Report every line of the data below that contains the word "yellow", copying each such line in full. Case counts.

--------

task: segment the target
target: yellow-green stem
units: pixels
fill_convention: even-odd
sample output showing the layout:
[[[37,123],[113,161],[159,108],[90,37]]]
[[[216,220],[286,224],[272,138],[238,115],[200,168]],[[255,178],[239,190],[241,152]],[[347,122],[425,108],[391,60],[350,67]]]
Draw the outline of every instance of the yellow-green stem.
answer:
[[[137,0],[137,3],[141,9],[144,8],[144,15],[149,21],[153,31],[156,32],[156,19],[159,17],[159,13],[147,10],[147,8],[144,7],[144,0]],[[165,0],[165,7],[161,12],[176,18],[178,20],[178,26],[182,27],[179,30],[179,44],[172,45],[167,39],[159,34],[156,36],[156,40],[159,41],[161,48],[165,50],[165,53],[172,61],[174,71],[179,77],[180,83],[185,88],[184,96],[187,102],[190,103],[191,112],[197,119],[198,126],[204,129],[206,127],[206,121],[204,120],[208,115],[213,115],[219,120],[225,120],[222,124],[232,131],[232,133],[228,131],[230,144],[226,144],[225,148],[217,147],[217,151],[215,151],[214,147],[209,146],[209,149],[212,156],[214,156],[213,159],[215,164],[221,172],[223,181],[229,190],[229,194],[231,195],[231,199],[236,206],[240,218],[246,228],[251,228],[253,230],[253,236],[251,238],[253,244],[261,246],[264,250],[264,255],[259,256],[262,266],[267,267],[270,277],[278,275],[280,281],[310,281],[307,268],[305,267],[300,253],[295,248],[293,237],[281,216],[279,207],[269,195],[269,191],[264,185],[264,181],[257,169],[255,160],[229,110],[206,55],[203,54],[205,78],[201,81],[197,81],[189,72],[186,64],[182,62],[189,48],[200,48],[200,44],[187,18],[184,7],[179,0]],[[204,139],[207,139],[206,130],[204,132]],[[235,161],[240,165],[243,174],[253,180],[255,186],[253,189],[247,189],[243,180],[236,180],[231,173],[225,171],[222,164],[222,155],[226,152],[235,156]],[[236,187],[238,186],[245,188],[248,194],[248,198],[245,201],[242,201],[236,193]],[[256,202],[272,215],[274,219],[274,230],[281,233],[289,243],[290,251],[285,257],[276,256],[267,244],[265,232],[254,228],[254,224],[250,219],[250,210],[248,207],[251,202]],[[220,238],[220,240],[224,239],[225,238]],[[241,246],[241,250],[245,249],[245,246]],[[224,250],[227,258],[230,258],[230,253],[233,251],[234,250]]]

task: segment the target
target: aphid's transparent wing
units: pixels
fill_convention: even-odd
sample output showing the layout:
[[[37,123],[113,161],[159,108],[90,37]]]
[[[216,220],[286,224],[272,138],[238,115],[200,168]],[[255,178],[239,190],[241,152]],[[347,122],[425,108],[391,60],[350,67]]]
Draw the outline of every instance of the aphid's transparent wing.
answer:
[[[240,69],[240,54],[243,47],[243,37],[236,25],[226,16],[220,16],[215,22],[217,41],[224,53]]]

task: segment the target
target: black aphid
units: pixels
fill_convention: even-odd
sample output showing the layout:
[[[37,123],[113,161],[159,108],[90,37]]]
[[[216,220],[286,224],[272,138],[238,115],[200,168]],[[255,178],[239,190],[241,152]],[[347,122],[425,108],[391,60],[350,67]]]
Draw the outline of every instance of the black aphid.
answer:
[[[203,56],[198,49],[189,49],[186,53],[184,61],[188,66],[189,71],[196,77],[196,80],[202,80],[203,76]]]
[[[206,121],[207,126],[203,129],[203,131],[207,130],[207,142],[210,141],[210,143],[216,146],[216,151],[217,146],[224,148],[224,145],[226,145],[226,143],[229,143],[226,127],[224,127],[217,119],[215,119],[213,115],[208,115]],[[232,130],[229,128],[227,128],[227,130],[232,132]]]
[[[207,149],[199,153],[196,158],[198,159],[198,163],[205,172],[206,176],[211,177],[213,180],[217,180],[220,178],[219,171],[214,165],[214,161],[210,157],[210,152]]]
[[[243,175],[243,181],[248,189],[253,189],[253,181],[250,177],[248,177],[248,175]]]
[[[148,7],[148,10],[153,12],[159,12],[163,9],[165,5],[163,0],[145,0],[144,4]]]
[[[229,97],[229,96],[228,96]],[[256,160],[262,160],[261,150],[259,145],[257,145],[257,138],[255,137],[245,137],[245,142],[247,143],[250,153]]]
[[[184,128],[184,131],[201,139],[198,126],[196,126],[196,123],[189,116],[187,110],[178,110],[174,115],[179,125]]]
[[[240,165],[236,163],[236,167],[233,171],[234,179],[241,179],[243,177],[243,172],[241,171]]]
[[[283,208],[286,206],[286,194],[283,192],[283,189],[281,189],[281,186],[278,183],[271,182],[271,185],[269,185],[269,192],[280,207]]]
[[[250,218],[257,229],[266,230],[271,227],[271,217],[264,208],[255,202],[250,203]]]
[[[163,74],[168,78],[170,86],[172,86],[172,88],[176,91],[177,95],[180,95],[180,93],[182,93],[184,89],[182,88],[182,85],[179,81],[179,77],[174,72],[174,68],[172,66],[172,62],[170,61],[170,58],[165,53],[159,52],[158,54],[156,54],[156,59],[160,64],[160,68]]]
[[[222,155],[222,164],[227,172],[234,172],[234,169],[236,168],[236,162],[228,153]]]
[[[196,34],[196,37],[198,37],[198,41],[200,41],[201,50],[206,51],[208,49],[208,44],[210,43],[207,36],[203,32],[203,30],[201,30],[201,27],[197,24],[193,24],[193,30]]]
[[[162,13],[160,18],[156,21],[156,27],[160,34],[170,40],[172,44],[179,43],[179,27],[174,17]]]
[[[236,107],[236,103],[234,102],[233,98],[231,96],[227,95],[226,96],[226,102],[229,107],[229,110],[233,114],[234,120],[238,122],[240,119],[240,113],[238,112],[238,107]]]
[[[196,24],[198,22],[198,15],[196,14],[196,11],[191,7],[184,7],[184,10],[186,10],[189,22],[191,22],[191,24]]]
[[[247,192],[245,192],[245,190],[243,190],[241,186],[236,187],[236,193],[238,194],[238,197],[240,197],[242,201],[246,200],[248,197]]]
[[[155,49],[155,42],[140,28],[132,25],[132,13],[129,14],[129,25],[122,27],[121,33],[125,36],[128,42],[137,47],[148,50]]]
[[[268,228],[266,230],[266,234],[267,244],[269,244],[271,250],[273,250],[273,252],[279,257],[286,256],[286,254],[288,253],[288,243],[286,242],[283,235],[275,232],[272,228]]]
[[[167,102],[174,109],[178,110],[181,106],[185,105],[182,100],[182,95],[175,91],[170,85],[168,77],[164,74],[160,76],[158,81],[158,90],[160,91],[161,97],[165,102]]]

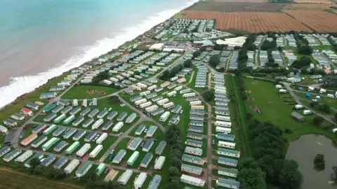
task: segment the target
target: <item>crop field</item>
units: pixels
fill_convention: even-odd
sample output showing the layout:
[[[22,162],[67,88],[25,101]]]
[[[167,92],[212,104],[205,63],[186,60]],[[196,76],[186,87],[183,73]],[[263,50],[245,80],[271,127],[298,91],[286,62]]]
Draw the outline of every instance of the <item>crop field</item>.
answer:
[[[286,13],[319,32],[337,30],[337,15],[319,10],[289,10]]]
[[[324,10],[331,9],[329,4],[293,4],[285,7],[286,9],[291,10]]]
[[[185,18],[216,19],[216,28],[224,31],[260,32],[294,30],[311,31],[311,29],[293,18],[278,13],[189,11]]]
[[[286,4],[261,4],[260,2],[254,2],[253,0],[248,2],[237,1],[232,2],[201,1],[187,10],[219,12],[279,12],[286,5]]]
[[[294,0],[298,4],[333,4],[332,1],[328,0]]]

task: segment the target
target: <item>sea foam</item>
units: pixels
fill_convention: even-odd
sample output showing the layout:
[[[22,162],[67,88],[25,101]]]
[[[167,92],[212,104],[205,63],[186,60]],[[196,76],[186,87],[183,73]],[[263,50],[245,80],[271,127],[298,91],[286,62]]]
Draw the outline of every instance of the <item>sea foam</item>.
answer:
[[[97,41],[93,46],[83,47],[81,52],[65,60],[65,63],[58,67],[51,69],[35,76],[11,78],[8,85],[0,88],[0,107],[8,104],[23,94],[33,91],[37,88],[45,84],[48,79],[60,76],[65,71],[78,67],[92,59],[118,48],[126,41],[135,38],[154,26],[170,18],[180,10],[197,1],[198,0],[193,0],[186,3],[183,7],[179,8],[179,9],[166,10],[157,13],[133,27],[123,29],[119,34],[117,34],[112,38],[105,38]]]

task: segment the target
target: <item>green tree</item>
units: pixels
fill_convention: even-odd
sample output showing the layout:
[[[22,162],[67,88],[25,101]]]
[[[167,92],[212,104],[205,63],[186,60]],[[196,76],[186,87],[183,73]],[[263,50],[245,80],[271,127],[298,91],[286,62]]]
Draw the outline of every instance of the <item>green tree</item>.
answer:
[[[325,169],[325,160],[323,154],[317,154],[314,160],[315,167],[318,170],[324,170]]]
[[[199,56],[200,56],[200,54],[201,54],[201,52],[200,51],[200,50],[197,50],[194,52],[193,52],[193,57],[197,57]]]
[[[316,126],[319,126],[321,125],[321,124],[323,122],[323,121],[324,120],[324,119],[323,119],[323,118],[322,117],[315,117],[313,119],[312,119],[312,123],[316,125]]]
[[[238,175],[242,189],[265,189],[265,175],[260,169],[244,168]]]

--------

* **Task response**:
target: yellow-green stem
Draw the outline of every instance of the yellow-green stem.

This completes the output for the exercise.